[Data extracted from a collection]

--- START ---

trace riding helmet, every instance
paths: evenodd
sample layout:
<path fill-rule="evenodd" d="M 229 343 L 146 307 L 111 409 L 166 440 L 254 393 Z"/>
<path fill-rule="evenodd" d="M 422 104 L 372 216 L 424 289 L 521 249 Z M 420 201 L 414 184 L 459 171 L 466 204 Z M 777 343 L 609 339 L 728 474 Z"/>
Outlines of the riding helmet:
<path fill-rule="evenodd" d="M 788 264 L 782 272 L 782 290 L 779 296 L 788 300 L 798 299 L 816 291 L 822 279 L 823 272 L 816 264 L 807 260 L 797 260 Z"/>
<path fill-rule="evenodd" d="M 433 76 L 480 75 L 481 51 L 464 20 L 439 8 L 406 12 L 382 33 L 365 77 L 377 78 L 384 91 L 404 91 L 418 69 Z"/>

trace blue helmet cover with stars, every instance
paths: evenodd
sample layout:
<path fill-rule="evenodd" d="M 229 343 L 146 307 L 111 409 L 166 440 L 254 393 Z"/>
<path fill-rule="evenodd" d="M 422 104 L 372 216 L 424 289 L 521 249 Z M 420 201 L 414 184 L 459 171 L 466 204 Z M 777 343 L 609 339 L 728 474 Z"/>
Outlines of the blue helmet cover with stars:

--- END ---

Write out the lines above from the one containing "Outlines of the riding" through the last, exactly as they are.

Outlines of the riding helmet:
<path fill-rule="evenodd" d="M 788 264 L 782 272 L 782 290 L 779 296 L 788 300 L 798 299 L 816 291 L 822 279 L 823 272 L 816 264 L 807 260 L 797 260 Z"/>
<path fill-rule="evenodd" d="M 433 76 L 480 75 L 481 51 L 464 20 L 439 8 L 406 12 L 382 33 L 365 77 L 377 78 L 384 91 L 404 91 L 418 69 Z"/>

trace blue helmet cover with stars, every instance
paths: evenodd
sample layout:
<path fill-rule="evenodd" d="M 229 343 L 146 307 L 111 409 L 166 440 L 254 393 Z"/>
<path fill-rule="evenodd" d="M 422 104 L 372 216 L 424 289 L 521 249 Z M 420 201 L 414 184 L 459 171 L 466 204 Z M 777 343 L 609 339 L 728 474 Z"/>
Outlines of the blue helmet cover with stars:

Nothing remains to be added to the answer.